### GOAL 1
Answer these questions using the Memotone profile:
(a) Which city is Memotone originally from?
(b) Which label is releasing his new album?
(c) In what year did he last do an interview feature for The Ransom Note?
### GOAL 2
Proceed with the Memotone interview, starting after its final sentence.

### EXCERPT PROVIDED
begin

Memotone has been writing and releasing music for many years. He has worked as a composer often being asked to soundtrack everything from fashion collections for the likes of Palace through to films, art projections and beyond. His sound is broad and varied, channeling influences from Folk through to abstract Electronics and Ambient.

Originally from Bristol he has evolved as an artist, mutating through the ever fluctuating dynamic of experimental underground music in the UK. Over the years he has released albums on the likes of Black Acre, Diskotopia and Accidental Meetings whilst also offering a number of EP’s for the likes of Termina and Sähkö Recordings.

 

Often using a broad variety of instruments, you never know quite what to expect from a Memotone record. More often than not they are deeply provocative, built for pensive self reflection and channel an element of futurism. However, that’s not to say that there isn’t a sense of deep rooted nostalgia and heritage rooted throughout.

Take the new album on Impatience for example – a collection of music which is at times Classical in style, blurring the lines with influences from traditional Folk music whilst using elaborate electronics to elevate and recontextualise the entire listening experience.

We weren’t entirely sure what to expect from this mixtape, that’s perhaps part of the charm. It’s wild, eclectic and free.

Please introduce yourself…

Hello, my name is Will. I last did an interview feature for The Ransom Note in 2016, for the launch of my Chime Hours album. A lot has transpired in that time, especially considering it was April 2016 when the review was published, which was two months before the Brexit vote came in, and long before the world went into lockdown. It feels almost like we’re living on a different planet now, somehow the train of time we were all travelling along in changed tracks and we were off in a new direction entirely. – My music has followed this trend.

Who are you, where are you and what are you?

I am a 30-something Englishman living in Wales. The who is neither here nor there, but the what is fairly constant.

Your latest release, describe the influences and rationale behind that?

Hah – The rationale… I’d like to think music is a chance to escape rational thinking, it being the most universal and yet most abstract form of communication. There was no rationale. But certainly a lot inspires and influences me. Mostly I just want to explore with the freedom I hope people can experience from listening, and so defining concepts and singular influences are just fed into a genereal ongoingness of development, mixed into an unrecognisable polyphony that rises above any single idea.

end

### Contour labeling entries
begin

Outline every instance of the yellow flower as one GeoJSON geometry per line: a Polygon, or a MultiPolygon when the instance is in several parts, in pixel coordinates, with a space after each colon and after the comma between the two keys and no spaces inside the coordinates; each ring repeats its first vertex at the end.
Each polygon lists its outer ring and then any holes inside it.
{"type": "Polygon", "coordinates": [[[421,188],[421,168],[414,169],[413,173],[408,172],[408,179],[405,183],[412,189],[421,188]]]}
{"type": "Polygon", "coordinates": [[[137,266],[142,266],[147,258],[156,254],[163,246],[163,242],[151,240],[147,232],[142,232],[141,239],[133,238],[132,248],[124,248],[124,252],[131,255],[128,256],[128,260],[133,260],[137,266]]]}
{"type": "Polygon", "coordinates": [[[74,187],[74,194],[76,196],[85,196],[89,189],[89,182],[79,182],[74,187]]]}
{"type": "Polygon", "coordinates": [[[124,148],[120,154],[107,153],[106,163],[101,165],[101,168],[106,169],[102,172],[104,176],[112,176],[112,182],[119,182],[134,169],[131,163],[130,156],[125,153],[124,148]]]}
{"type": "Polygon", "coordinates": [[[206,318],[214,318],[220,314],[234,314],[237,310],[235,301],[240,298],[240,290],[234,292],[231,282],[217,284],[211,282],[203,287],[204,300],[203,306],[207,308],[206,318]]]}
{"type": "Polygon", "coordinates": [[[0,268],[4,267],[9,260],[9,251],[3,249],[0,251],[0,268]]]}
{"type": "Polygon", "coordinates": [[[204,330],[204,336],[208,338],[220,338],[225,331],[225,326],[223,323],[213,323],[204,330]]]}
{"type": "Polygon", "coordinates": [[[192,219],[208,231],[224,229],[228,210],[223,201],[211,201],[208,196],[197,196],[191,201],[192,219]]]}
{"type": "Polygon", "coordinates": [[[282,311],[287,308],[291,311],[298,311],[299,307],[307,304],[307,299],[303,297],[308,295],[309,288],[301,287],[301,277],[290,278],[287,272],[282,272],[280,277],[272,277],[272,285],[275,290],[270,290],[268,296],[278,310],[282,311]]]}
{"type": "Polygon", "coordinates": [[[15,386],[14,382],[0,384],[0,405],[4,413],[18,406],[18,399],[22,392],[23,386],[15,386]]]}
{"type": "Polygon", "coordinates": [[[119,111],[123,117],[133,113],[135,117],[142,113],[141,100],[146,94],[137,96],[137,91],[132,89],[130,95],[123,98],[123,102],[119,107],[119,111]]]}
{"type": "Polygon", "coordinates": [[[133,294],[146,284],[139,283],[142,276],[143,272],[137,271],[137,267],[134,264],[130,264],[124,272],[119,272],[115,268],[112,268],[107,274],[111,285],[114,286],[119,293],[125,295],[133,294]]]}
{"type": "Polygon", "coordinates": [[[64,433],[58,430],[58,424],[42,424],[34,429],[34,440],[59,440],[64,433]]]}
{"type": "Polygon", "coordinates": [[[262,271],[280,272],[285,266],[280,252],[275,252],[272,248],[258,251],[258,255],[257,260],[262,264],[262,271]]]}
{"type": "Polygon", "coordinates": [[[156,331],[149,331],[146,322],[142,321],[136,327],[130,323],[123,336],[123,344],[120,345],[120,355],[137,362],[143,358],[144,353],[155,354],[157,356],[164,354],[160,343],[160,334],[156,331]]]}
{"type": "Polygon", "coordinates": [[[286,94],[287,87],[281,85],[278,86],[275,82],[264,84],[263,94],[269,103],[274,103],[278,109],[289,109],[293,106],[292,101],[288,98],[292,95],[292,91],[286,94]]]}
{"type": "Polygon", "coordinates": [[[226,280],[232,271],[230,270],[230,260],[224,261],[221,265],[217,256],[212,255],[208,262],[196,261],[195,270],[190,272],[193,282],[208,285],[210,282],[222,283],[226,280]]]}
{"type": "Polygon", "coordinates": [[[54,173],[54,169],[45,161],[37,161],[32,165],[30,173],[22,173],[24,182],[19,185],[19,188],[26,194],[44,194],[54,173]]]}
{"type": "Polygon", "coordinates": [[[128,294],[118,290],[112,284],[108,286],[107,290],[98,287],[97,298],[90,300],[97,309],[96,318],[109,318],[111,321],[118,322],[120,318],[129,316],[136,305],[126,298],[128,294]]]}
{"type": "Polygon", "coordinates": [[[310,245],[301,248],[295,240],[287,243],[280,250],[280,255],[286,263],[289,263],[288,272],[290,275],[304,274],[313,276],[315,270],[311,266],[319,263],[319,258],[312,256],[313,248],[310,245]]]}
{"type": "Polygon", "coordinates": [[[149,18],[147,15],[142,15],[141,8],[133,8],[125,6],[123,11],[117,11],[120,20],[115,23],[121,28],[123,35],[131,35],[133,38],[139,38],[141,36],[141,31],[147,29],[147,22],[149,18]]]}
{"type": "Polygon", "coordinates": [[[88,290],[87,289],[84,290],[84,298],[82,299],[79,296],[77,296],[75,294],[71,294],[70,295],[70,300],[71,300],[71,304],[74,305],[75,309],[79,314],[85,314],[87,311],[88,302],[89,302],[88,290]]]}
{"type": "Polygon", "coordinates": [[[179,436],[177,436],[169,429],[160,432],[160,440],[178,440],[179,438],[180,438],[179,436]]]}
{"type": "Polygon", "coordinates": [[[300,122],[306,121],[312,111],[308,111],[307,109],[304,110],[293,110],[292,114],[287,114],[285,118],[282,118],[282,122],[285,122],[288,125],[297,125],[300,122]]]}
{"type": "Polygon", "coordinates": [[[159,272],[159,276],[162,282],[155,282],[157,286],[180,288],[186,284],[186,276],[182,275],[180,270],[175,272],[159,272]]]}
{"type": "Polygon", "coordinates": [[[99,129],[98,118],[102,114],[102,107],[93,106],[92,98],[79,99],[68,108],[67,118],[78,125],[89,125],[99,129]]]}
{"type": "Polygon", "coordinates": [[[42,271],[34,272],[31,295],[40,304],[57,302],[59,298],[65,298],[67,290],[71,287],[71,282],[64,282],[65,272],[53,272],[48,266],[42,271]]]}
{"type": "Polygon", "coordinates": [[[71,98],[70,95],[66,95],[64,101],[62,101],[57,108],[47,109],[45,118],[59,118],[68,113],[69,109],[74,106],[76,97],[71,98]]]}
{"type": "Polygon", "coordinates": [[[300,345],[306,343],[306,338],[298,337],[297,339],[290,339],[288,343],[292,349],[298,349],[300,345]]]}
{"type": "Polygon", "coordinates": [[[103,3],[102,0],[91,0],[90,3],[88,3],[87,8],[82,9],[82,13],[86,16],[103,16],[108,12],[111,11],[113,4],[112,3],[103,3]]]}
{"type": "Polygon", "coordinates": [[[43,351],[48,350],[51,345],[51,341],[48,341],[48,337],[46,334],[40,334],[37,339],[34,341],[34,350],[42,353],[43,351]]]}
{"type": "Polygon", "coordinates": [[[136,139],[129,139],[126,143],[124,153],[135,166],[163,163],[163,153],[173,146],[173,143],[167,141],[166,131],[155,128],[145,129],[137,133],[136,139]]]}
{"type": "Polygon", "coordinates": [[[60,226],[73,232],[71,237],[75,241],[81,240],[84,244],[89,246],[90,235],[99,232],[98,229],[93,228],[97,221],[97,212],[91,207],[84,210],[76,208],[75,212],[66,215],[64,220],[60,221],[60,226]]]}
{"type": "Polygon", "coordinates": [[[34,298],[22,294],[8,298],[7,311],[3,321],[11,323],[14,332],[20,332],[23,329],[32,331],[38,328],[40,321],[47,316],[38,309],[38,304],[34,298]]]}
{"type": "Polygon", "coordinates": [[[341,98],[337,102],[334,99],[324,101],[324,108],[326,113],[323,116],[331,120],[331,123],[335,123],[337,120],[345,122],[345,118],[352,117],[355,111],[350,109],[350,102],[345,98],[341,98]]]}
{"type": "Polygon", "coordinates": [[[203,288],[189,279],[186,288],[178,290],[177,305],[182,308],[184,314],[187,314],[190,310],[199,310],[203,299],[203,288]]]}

end
begin

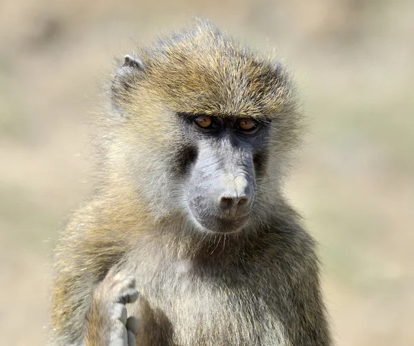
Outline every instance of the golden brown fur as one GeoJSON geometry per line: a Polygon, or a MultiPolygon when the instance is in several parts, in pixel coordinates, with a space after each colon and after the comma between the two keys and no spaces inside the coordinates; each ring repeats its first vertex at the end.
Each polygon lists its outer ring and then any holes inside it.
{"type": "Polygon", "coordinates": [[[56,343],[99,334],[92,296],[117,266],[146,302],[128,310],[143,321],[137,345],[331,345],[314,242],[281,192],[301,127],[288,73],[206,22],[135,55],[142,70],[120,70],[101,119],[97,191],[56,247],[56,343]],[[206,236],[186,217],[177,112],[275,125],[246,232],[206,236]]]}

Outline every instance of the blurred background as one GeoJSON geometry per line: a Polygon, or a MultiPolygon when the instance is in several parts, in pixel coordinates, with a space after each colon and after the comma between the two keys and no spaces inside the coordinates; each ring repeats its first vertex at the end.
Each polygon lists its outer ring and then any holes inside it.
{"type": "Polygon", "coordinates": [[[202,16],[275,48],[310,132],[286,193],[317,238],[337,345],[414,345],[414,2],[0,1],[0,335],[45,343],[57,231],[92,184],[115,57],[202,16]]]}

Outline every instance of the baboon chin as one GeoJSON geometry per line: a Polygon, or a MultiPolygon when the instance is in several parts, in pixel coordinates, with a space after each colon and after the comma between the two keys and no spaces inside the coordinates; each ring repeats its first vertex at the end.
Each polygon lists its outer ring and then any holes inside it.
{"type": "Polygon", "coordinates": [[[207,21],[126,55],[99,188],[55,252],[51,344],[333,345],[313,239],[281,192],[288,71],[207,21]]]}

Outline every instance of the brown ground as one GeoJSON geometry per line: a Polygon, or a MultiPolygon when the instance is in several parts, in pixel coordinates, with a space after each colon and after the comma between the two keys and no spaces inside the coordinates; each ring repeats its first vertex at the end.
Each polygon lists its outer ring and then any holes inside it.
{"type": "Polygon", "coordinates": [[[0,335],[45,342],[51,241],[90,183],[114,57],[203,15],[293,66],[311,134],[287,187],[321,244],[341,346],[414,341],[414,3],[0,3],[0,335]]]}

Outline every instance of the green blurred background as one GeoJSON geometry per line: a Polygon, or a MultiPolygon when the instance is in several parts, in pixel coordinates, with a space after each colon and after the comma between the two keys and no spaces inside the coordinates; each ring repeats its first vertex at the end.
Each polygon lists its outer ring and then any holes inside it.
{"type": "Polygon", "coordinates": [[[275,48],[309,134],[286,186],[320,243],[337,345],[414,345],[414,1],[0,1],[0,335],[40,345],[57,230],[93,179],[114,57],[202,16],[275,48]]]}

end
begin

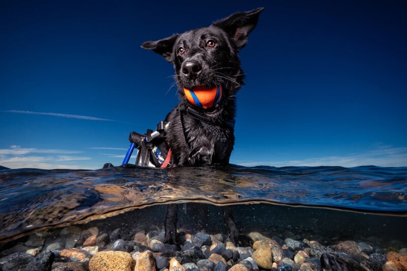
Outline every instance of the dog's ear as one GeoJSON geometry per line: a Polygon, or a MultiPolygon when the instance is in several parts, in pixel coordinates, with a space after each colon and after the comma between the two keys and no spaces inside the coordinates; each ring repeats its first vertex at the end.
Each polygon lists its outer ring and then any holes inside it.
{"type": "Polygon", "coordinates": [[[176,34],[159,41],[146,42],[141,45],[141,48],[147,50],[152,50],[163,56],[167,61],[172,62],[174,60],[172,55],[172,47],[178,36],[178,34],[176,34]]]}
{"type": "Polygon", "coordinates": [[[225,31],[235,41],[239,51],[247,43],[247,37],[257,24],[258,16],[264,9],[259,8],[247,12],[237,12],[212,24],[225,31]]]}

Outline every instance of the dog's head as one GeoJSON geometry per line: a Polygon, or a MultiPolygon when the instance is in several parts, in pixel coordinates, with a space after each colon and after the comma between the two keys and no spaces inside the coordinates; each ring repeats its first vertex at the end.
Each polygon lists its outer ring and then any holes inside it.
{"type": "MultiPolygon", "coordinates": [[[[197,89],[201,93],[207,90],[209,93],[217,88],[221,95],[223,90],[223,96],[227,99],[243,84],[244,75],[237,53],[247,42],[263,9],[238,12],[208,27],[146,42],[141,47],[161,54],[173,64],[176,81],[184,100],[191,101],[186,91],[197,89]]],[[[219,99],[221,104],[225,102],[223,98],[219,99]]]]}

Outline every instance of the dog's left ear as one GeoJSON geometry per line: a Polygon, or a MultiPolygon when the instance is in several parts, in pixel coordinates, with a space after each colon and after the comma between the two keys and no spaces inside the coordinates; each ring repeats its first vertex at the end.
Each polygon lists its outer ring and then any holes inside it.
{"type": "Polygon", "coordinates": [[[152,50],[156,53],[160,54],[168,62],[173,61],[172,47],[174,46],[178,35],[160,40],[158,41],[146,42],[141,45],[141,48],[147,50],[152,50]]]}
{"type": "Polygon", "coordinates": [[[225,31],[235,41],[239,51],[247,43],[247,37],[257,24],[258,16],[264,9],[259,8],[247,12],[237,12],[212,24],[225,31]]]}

end

### EXERCISE RESULT 1
(a) Bristol
(b) Impatience
(c) 2016

### EXERCISE RESULT 2
What does your music sound like?

I always imagine places or locations when I’m writing music. Sometimes I’m imagining a moss covered stone, holding up beads of water, sitting in the mouth of a cave, nestled within a tangle of rhododendron, and if you use your imagination, the music sounds like that. Sometimes I’m imaging a ex council-house that been bought by a family and handed down through the generations, picking up knocks and scuffs as it contains the various lives that pass through it. I think you can choose.

Can you draw what you think it sounds like for us (an image from the old internet is acceptable)?

Where was the mix recorded?

The mix was recorded in the “music room” of our house in Newport, South Wales. It’s a one take recording. I selected about 30 records from the shelves that had a kind of coherency and then just hit record and the rest was a sort of educated ‘luck-of-the-draw’ really…

What would be the ideal setting to listen to the mix?

Not for me to say. Somewhere you feel comfortable, and somewhere relatively quiet. Not outside in nature, as you shouldn’t have headphones on out there. I could never compete with what you should actually be listening to.

What should we be wearing?

Again, not for me to say, but comfortable.

What would be your dream setting to record a mix: Location/system/format?

The “music room” of our house in Newport, South Wales.

Which track in the mix is your current favourite?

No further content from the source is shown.